▶ Problem
Upon reaching the line that contains "reflection, reported as integer pixel coordinates." in the records below, begin repeating every line exactly through the last one, skipping pictures.
————
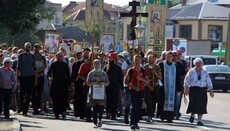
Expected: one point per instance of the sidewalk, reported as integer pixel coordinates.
(11, 124)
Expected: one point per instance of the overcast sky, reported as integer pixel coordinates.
(114, 2)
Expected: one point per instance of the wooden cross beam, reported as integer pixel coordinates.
(133, 13)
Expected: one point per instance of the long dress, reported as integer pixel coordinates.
(113, 90)
(59, 72)
(163, 112)
(79, 109)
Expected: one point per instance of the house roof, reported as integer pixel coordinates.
(76, 11)
(195, 2)
(200, 11)
(70, 32)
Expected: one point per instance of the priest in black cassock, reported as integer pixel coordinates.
(60, 75)
(79, 107)
(170, 87)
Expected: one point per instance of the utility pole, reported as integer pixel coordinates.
(227, 50)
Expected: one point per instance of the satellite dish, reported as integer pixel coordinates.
(213, 1)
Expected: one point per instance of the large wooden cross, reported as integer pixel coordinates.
(133, 13)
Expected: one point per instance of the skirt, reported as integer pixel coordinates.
(197, 100)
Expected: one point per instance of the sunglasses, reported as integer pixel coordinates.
(199, 77)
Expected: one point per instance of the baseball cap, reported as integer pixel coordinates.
(8, 59)
(125, 53)
(113, 55)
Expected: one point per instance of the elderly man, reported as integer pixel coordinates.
(40, 65)
(196, 83)
(60, 75)
(27, 73)
(7, 85)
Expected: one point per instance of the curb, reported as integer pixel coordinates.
(16, 126)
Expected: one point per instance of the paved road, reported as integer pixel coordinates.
(217, 119)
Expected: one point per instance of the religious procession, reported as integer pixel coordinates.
(97, 83)
(142, 66)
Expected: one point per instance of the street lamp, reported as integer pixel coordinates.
(139, 31)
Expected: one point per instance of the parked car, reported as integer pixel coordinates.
(220, 76)
(207, 60)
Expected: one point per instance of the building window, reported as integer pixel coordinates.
(185, 31)
(215, 32)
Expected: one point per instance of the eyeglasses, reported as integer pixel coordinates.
(199, 77)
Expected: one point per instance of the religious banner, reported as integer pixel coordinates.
(51, 42)
(158, 12)
(107, 42)
(66, 46)
(98, 92)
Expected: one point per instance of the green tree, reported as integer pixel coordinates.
(174, 3)
(18, 16)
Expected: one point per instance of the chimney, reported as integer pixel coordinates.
(183, 2)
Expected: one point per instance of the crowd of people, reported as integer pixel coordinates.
(128, 83)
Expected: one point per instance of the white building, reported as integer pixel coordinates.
(57, 21)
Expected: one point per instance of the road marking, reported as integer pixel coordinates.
(206, 128)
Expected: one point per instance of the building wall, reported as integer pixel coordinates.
(57, 18)
(205, 25)
(194, 28)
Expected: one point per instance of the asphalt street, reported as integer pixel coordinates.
(217, 119)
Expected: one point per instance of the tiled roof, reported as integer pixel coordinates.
(200, 11)
(76, 11)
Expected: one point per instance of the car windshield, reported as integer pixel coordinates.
(217, 69)
(207, 61)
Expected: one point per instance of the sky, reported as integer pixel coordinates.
(114, 2)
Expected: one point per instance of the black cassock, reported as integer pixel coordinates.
(169, 115)
(59, 72)
(79, 108)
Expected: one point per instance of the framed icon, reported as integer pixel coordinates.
(107, 42)
(51, 42)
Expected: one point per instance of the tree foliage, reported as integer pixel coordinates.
(18, 16)
(174, 3)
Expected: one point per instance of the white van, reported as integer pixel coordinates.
(207, 60)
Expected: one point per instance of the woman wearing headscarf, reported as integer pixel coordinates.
(196, 83)
(115, 75)
(170, 82)
(97, 79)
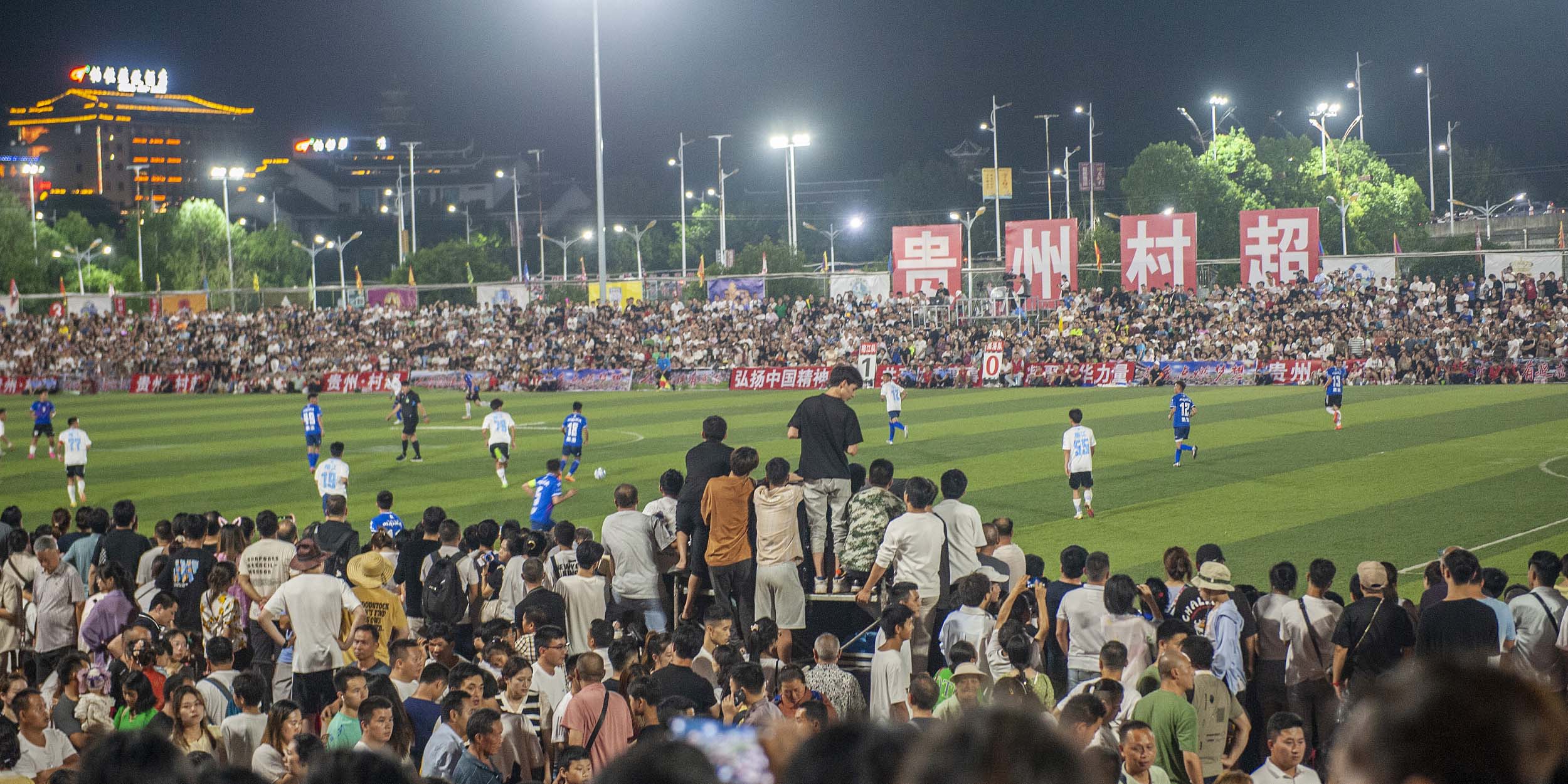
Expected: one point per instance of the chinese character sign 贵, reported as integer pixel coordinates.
(1278, 243)
(1159, 252)
(1043, 253)
(926, 258)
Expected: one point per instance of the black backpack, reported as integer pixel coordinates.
(443, 598)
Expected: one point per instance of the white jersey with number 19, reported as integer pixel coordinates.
(1079, 443)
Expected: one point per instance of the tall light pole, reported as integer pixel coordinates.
(637, 239)
(83, 256)
(233, 173)
(1432, 167)
(565, 245)
(322, 243)
(137, 173)
(342, 281)
(679, 162)
(516, 217)
(413, 203)
(996, 179)
(723, 242)
(1090, 112)
(968, 218)
(1319, 120)
(1051, 186)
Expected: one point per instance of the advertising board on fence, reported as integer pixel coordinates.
(363, 381)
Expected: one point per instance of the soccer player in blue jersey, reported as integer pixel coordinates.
(894, 396)
(43, 424)
(1335, 386)
(1181, 421)
(311, 415)
(575, 433)
(546, 494)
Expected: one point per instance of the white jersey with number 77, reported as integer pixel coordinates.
(1079, 444)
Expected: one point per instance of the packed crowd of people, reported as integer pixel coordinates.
(670, 645)
(1406, 330)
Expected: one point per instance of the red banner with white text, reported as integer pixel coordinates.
(363, 381)
(1159, 252)
(1277, 245)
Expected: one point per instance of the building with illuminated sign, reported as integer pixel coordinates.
(118, 127)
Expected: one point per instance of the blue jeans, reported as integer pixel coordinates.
(654, 613)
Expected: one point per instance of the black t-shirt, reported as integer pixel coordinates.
(124, 548)
(408, 562)
(704, 462)
(676, 679)
(1377, 632)
(827, 428)
(1463, 628)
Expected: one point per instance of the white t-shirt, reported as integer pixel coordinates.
(314, 604)
(499, 425)
(894, 394)
(889, 684)
(74, 444)
(54, 753)
(1079, 441)
(331, 477)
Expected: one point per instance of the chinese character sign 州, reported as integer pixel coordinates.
(927, 258)
(1045, 255)
(1159, 252)
(1277, 245)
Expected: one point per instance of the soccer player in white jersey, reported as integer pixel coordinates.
(74, 452)
(501, 437)
(1078, 463)
(894, 396)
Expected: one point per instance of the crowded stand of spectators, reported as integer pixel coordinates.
(497, 653)
(1413, 331)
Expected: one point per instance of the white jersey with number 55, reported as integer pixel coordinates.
(1079, 444)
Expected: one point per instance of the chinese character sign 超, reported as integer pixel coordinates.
(1278, 243)
(927, 258)
(1043, 253)
(1159, 252)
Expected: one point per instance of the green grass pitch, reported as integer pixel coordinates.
(1413, 471)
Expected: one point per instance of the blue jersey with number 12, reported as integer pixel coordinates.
(1337, 380)
(575, 425)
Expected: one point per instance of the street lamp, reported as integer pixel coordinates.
(1432, 168)
(1488, 209)
(679, 162)
(342, 281)
(233, 173)
(637, 237)
(968, 218)
(516, 217)
(833, 234)
(565, 245)
(1090, 114)
(1319, 120)
(788, 145)
(80, 258)
(322, 243)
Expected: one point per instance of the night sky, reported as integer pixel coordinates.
(874, 82)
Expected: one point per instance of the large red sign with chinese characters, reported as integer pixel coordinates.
(1278, 243)
(363, 381)
(165, 383)
(810, 377)
(1043, 253)
(1159, 252)
(926, 258)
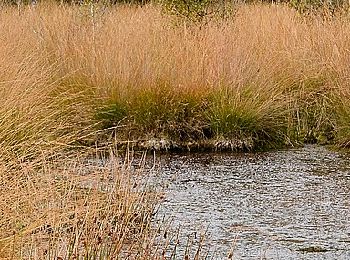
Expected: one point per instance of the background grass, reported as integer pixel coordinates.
(263, 76)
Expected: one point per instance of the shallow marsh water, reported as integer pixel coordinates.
(292, 204)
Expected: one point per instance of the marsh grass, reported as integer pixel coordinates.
(75, 210)
(72, 79)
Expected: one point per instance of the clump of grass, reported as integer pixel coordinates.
(69, 209)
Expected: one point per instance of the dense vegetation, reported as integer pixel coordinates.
(180, 75)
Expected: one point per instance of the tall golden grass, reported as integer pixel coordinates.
(267, 75)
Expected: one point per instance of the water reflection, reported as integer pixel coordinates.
(291, 204)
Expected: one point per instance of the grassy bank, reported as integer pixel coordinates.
(264, 77)
(76, 77)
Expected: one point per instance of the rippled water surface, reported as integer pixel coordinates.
(291, 204)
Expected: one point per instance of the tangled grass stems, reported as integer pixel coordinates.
(71, 209)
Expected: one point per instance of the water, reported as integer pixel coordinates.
(291, 204)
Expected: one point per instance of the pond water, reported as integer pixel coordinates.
(292, 204)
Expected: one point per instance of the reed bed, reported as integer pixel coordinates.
(266, 75)
(73, 77)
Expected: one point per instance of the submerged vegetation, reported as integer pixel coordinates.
(72, 77)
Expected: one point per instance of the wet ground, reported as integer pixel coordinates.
(292, 204)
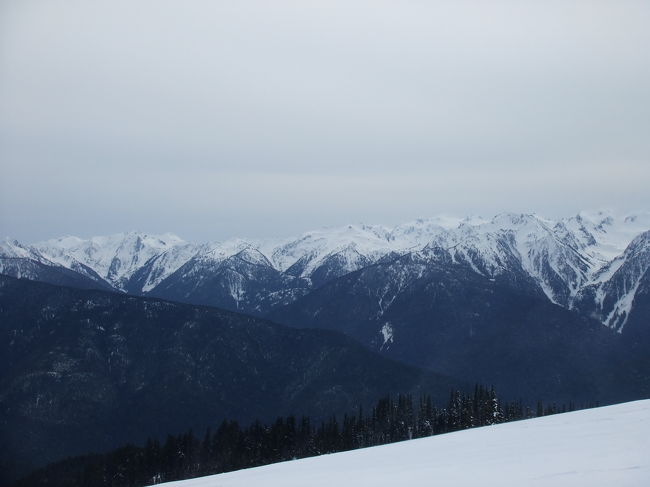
————
▶ Result
Expected: one point per instance of the water reflection, reported as integer pixel coordinates.
(291, 204)
Expected: one point per instance of the grassy bank, reported as integer pixel coordinates.
(264, 77)
(76, 77)
Expected: one point per instance of the rippled water surface, reported as integer pixel coordinates.
(291, 204)
Expected: one point per instance of the tangled grass stems, reported as integer pixel coordinates.
(71, 209)
Expected: one point per instance of the water, reported as integer pixel coordinates.
(291, 204)
Expected: one point per instance of the pond water, reported as integer pixel coordinates.
(292, 204)
Expected: one point per instance of the reed bed, reported as integer pixel coordinates.
(266, 75)
(73, 77)
Expected: one point per instance of the submerged vegetation, reported as integer pixel coordinates.
(72, 77)
Expected: one point per instance of the wet ground, reported as integer pixel coordinates.
(292, 204)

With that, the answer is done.